***** Document
In [None]:
from diff_gfdn.config.config import DiffGFDNConfig
from diff_gfdn.dataloader import ThreeRoomDataset, load_dataset, custom_collate, RoomDataset
from diff_gfdn.utils import db
from pathlib import Path
from numpy.typing import NDArray, ArrayLike
import torch
import numpy as np
import torch.nn.functional as F
from scipy.fft import rfftfreq, rfft
from scipy.signal import fftconvolve
import matplotlib.pyplot as plt
from typing import Optional

We want to impose an EDR based loss in checking how well our DiffGFDN fits the data. The EDR loss is defined as:

$$\text{EDR}_{\text{loss}}(k,m) = 10 \log_{10} \left(\frac{\sum_{\tau=m}^M |H(k, \tau) |^2} {\sum_{\tau=m}^M |\hat{H}(k, \tau) |^2}\right)$$

For this, we need the STFT bins of the RIRs, $H(k, m)$. However, we only have access to their DFT bins, $H(k)$. Can we get the EDR without calculating an explicit STFT?

\begin{align}
H(k,m) &= \sum_{n=-\infty}^{\infty} h(n) w(n-mR) e^{-j\omega_k n} \\
&= \text{DTFT}( h \ .  \text{shift}_{mR} (w))_k
\\
&= \left(\text{DTFT}(h) \circledast \text{DTFT}(w) \right)_k  \exp(-j\omega_k mR) \\
&= (H \circledast W)_k  \exp(-j\omega_k mR)
\end{align} 

In [None]:
def plot_spectrogram(S: torch.tensor, freqs: ArrayLike, time_frames: ArrayLike, title:Optional[str]=None):
    plt.figure()
    plt.imshow(db(np.abs(S)).cpu().detach().numpy(), aspect='auto', origin='lower',
    extent=[time_frames.min(), time_frames.max(), freqs.min(), freqs.max()])
    plt.xlabel('Time (s)')
    plt.ylabel('Frequency (Hz)')
    cbar = plt.colorbar()
    cbar.set_label('dB')
    if title is not None:
        plt.title(title)
    plt.show()
**********
***** Information supplied
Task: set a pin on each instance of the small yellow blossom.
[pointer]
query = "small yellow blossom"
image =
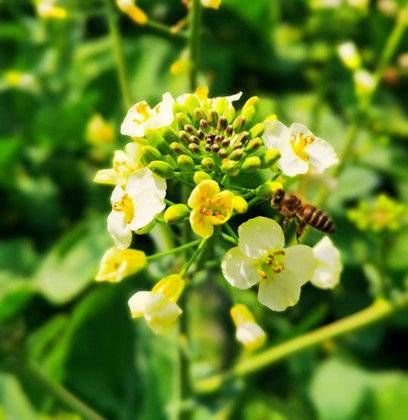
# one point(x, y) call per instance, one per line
point(47, 9)
point(134, 12)
point(383, 213)
point(99, 131)
point(117, 264)
point(248, 332)
point(159, 306)
point(212, 4)
point(210, 207)
point(125, 163)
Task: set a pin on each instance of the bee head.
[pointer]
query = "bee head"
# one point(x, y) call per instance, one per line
point(277, 198)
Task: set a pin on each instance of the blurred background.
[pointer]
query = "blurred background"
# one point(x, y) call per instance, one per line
point(60, 110)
**********
- _Given problem 1_: Please reproduce the entire notebook on the EDR loss above, character for character.
- _Given problem 2_: Express the lines of the entries as a JSON list of strings, one string per line and with blank lines omitted. Begin at the line containing "Task: set a pin on each instance of the bee" and stop at the end of the entries.

- _Exercise response 1_:
In [None]:
from diff_gfdn.config.config import DiffGFDNConfig
from diff_gfdn.dataloader import ThreeRoomDataset, load_dataset, custom_collate, RoomDataset
from diff_gfdn.utils import db
from pathlib import Path
from numpy.typing import NDArray, ArrayLike
import torch
import numpy as np
import torch.nn.functional as F
from scipy.fft import rfftfreq, rfft
from scipy.signal import fftconvolve
import matplotlib.pyplot as plt
from typing import Optional

We want to impose an EDR based loss in checking how well our DiffGFDN fits the data. The EDR loss is defined as:

$$\text{EDR}_{\text{loss}}(k,m) = 10 \log_{10} \left(\frac{\sum_{\tau=m}^M |H(k, \tau) |^2} {\sum_{\tau=m}^M |\hat{H}(k, \tau) |^2}\right)$$

For this, we need the STFT bins of the RIRs, $H(k, m)$. However, we only have access to their DFT bins, $H(k)$. Can we get the EDR without calculating an explicit STFT?

\begin{align}
H(k,m) &= \sum_{n=-\infty}^{\infty} h(n) w(n-mR) e^{-j\omega_k n} \\
&= \text{DTFT}( h \ .  \text{shift}_{mR} (w))_k
\\
&= \left(\text{DTFT}(h) \circledast \text{DTFT}(w) \right)_k  \exp(-j\omega_k mR) \\
&= (H \circledast W)_k  \exp(-j\omega_k mR)
\end{align} 

In [None]:
def plot_spectrogram(S: torch.tensor, freqs: ArrayLike, time_frames: ArrayLike, title:Optional[str]=None):
    plt.figure()
    plt.imshow(db(np.abs(S)).cpu().detach().numpy(), aspect='auto', origin='lower',
    extent=[time_frames.min(), time_frames.max(), freqs.min(), freqs.max()])
    plt.xlabel('Time (s)')
    plt.ylabel('Frequency (Hz)')
    cbar = plt.colorbar()
    cbar.set_label('dB')
    if title is not None:
        plt.title(title)
    plt.show()

- _Exercise response 2_:
[
  "Task: set a pin on each instance of the bee head.",
  "[pointer]",
  "query = \"bee head\"",
  "# one point(x, y) call per instance, one per line",
  "point(277, 198)",
  "Task: set a pin on each instance of the blurred background.",
  "[pointer]",
  "query = \"blurred background\"",
  "# one point(x, y) call per instance, one per line",
  "point(60, 110)"
]